→ Using the information:
A. Answer these questions from the article on psychedelic therapy for postpartum depression:
(i) What share of mothers of newborns does postpartum depression affect?
(ii) At which clinic does Mike Dow work as a psychotherapist?
(iii) Which therapies does the company's Amsterdam location provide?
B. Extend the article on psychedelic therapy for postpartum depression, picking up after its final paragraph.

Source extract: Begin

Author and Psychotherapist Mike Dow: Psychedelic Assisted Therapy Could Be A Potential Treatment For Postpartum Depression
Postpartum depression doesn’t get a lot of coverage, but it affects 10 to 15 percent of all mothers of newborns, making an already challenging life change even more exacerbating for a significant number of women. What’s worse, there are few treatment options, and the ones that involve medication aren’t always safe for women who are breastfeeding.
According to Dr. Mike Dow, a psychotherapist at Field Trip Health’s Santa Monica clinic and the New York Times bestselling author of The Brain Fog Fix and Healing the Broken Brain, psychedelic assisted psychotherapy shouldn’t be ruled out as a treatment option for women who are struggling with postpartum depression (PPD).
“The biggest problem in postpartum depression is the reluctance to want to take a daily medication to treat that depression,” said Dow. Current treatments for PPD include antidepressants, which take weeks to months to work and often require trying a few different medications before one is effective, or benzodiazepines, which can be habit-forming and are easily misused.
“What’s interesting about psychedelic assisted psychotherapy, is one of the main reasons people come to us is that they don’t have to take a daily medication,” said Dow. The company’s network of clinics in the U.S. and Canada offer ketamine-assisted psychotherapy, while it’s Amsterdam location provides both psilocybin and ketamine-assisted psychotherapy.
“No matter what psychedelic drug you’re using for therapy, what we tend to see is that responses are clearly much more robust and longer lasting. For example, ketamine is really effective in treatment-resistant depression, even when patients have tried two or more prescription medications,” he said.

Source extract: End
Given entries: Begin

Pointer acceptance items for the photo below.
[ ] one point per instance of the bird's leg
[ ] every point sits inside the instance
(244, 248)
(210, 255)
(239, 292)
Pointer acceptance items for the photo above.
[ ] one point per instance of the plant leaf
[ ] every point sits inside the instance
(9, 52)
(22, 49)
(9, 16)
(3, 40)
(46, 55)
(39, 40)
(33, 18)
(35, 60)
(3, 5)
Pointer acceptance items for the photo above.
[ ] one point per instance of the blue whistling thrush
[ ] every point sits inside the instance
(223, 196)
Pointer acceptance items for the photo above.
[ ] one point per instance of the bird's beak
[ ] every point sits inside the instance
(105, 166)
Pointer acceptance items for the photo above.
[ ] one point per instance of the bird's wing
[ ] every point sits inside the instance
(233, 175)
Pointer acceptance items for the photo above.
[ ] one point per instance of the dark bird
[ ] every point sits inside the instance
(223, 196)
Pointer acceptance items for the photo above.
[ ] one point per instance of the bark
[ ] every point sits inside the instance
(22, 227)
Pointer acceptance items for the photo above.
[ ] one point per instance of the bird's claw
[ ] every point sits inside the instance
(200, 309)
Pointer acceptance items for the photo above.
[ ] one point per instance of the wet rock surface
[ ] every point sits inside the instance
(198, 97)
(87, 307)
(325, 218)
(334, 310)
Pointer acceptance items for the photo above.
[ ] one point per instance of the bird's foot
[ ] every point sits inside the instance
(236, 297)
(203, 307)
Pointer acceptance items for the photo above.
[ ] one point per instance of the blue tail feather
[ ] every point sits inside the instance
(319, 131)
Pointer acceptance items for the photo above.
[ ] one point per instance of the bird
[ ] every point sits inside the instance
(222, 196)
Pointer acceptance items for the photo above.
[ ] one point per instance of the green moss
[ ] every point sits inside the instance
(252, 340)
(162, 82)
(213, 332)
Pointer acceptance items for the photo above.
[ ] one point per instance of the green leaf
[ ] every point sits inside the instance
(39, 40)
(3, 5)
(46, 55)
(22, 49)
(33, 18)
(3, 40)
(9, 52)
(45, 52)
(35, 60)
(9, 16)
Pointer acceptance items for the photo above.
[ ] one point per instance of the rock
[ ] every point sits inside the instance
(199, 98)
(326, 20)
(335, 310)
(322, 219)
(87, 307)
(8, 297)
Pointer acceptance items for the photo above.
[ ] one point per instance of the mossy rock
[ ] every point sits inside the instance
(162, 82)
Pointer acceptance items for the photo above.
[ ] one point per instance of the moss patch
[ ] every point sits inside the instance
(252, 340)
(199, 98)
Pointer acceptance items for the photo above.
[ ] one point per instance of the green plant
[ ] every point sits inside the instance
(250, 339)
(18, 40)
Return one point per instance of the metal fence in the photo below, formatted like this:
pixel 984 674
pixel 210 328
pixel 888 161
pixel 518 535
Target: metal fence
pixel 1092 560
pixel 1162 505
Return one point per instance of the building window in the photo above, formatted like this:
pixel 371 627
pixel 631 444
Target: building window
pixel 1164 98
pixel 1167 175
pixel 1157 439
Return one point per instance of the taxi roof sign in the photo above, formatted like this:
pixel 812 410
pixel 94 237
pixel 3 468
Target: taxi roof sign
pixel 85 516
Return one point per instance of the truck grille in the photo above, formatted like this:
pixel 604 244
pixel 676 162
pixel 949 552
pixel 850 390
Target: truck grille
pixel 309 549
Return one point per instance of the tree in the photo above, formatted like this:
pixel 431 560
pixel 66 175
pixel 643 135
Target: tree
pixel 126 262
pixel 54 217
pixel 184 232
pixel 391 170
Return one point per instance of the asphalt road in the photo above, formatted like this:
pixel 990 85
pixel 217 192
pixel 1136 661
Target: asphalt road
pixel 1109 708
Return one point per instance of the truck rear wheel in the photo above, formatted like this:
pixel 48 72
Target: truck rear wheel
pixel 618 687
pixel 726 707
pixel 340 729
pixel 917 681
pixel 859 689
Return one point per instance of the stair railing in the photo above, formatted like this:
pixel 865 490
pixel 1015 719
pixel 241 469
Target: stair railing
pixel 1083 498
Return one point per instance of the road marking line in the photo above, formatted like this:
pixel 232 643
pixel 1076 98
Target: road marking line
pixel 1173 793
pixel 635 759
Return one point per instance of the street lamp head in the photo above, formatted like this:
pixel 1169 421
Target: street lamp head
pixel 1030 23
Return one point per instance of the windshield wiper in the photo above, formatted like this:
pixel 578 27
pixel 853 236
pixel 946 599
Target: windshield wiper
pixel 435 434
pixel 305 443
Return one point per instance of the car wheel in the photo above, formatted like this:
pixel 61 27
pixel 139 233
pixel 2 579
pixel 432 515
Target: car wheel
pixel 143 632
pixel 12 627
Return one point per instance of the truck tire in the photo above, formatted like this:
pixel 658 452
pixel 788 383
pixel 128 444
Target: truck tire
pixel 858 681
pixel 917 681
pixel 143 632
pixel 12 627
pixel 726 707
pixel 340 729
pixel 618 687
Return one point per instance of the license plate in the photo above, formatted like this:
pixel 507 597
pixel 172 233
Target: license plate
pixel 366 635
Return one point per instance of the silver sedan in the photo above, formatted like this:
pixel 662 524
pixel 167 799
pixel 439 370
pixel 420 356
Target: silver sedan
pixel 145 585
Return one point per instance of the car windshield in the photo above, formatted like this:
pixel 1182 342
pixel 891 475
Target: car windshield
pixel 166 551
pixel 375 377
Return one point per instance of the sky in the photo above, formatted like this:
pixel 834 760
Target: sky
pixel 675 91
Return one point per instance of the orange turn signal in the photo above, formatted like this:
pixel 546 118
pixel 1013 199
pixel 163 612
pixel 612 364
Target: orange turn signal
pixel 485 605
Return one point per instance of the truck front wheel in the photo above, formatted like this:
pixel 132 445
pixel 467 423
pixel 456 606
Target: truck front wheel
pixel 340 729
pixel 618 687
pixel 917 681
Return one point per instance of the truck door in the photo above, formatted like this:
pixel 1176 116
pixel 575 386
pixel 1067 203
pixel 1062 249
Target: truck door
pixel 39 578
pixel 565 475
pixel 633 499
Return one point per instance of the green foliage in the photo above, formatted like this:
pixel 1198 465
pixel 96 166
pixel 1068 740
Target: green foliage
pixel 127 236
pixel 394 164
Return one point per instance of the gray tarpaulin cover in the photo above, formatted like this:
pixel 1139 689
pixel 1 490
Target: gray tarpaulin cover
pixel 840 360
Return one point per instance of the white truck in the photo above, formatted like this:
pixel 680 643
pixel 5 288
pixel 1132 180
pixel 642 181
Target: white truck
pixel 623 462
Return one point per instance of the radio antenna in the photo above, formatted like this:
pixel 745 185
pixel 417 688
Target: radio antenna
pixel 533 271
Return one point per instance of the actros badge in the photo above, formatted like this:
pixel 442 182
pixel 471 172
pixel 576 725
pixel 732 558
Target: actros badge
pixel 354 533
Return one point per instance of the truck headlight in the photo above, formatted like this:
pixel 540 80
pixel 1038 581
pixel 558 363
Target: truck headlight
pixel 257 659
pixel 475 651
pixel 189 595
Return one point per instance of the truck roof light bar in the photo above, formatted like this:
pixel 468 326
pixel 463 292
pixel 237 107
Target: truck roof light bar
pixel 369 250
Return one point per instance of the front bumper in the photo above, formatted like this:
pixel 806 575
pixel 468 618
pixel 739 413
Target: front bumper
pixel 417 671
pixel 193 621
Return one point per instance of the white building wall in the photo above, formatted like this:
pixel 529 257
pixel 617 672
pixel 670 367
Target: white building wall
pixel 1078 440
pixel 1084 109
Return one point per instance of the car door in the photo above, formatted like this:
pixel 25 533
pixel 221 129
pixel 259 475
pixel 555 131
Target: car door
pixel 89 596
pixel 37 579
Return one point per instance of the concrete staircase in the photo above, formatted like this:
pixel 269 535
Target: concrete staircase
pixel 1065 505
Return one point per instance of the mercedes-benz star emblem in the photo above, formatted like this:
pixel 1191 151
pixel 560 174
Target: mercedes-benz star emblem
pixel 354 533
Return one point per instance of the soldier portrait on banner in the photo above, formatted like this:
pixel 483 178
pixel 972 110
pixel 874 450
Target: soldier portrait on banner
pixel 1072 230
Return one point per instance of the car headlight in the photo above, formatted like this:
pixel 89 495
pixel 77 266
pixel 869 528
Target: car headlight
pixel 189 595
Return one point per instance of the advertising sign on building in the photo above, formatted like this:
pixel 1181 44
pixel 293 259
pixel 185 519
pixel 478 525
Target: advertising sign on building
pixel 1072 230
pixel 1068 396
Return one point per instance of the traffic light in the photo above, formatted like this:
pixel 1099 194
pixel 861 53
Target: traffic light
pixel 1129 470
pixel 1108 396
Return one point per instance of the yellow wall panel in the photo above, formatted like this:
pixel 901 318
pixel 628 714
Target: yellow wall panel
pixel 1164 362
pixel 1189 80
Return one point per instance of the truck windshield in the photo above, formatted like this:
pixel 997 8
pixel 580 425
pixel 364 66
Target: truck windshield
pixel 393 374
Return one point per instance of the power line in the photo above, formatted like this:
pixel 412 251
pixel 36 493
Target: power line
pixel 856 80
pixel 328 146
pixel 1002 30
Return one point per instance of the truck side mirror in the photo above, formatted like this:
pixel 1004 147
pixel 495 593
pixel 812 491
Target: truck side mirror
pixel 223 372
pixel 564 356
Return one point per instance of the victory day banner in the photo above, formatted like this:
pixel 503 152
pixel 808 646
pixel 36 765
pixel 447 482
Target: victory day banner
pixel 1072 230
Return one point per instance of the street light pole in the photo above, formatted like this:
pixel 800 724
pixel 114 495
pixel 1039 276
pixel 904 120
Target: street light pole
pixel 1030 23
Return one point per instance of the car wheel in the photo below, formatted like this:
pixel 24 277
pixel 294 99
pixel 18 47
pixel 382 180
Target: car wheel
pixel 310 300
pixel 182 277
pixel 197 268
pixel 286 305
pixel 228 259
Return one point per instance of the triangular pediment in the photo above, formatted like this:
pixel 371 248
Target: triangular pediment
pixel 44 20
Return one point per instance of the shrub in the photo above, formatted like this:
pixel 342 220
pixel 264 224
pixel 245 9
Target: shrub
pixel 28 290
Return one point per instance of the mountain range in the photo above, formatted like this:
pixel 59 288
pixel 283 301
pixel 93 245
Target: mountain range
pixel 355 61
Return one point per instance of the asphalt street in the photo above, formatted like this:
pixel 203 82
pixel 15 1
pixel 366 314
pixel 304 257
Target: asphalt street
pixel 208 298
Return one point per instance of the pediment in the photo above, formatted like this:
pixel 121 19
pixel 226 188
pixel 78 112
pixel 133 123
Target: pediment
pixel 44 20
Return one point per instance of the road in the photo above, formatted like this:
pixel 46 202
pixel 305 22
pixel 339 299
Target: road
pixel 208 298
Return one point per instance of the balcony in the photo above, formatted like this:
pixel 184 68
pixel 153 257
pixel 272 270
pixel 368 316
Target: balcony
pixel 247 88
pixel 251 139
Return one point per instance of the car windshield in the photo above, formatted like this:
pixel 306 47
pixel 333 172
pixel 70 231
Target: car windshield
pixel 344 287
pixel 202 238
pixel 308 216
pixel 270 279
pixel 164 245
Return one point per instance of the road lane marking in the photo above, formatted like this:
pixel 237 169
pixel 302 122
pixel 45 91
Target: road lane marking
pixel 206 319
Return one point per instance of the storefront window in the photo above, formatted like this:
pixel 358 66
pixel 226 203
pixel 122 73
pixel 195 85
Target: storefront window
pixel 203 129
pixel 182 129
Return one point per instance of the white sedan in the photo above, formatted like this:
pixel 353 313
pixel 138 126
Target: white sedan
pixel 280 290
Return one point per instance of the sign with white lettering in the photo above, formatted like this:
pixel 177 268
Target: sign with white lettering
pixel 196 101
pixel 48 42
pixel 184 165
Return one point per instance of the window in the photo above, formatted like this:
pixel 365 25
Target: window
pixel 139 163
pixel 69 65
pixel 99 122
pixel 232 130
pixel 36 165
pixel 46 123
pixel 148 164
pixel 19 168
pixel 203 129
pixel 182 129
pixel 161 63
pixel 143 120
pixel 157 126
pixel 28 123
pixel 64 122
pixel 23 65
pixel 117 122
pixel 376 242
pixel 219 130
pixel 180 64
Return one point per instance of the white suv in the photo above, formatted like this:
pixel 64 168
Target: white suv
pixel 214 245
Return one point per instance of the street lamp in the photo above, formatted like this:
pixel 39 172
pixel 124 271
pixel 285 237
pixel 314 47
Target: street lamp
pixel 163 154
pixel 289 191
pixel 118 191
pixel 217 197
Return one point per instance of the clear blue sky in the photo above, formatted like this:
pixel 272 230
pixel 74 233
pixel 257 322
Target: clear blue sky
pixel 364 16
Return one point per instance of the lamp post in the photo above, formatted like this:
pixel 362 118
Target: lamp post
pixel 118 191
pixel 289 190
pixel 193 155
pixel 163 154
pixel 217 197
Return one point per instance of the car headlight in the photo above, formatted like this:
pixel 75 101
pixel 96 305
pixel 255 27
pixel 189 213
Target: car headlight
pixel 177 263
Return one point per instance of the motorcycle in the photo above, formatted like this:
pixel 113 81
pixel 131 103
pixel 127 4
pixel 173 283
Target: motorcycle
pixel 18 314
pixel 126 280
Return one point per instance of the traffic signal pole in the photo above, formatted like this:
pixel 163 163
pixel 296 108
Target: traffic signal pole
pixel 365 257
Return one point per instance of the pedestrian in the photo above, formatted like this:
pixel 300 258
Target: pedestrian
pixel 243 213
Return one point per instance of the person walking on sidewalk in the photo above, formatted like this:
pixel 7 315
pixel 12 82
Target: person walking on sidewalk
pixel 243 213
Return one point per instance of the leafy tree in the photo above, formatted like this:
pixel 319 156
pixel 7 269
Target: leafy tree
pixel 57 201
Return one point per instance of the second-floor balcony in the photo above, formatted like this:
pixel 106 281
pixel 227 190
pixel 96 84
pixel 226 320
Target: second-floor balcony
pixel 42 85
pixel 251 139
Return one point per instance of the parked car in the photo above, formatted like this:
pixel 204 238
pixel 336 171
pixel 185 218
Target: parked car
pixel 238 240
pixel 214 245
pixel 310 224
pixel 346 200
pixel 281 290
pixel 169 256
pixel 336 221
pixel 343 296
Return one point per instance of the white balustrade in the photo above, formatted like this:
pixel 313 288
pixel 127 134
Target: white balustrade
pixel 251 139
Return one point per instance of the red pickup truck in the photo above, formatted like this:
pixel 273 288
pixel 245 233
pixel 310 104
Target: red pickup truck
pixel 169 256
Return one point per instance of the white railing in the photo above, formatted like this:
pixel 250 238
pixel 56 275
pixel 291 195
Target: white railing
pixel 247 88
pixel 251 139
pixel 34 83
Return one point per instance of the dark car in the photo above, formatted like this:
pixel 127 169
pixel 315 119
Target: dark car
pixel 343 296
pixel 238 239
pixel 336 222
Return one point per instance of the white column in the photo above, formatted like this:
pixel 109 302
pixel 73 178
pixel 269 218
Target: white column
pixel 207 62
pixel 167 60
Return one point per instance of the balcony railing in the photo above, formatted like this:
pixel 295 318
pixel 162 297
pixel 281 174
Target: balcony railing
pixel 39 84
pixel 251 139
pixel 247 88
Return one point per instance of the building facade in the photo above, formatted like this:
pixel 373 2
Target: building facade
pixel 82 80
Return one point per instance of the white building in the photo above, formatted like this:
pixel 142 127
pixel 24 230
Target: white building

Given entries: End

→ Answers given:
A.
(i) 10 to 15 percent
(ii) Field Trip Health's Santa Monica clinic
(iii) Both psilocybin and ketamine-assisted psychotherapy

B.
Dow described the distinction between the kind of assisted psychotherapy Field Trip offers, and what someone might find at an IV ketamine clinic: sessions which are “usually run by an anaesthesiologist with no training in mental health.”
According to Dow, after visiting an IV clinic offering the same number of ketamine sessions as Field Trip—six—but without the therapeutic aspect, patients generally experience a return to baseline symptoms after 21 days. The psychotherapist says Field Trip’s internal research shows that people who go through their program—a total of 10 sessions, including six ketamine-assisted psychotherapy sessions as well as four non-medicated psychotherapy sessions—continue to report a significant response “four months and beyond after treatment.”
“We’re noticing that when you combine this medicine with psychotherapy, you can get a response that lasts for a very long time, which of course is very likely ideal for new mothers.” Dow noted the work of Dr. Phil Wolfson, who recently authored a paper on the pharmacokinetics of ketamine in nursing mothers, which showed that nursing could be timed around ketamine doses, “which tend to leave the body pretty rapidly.”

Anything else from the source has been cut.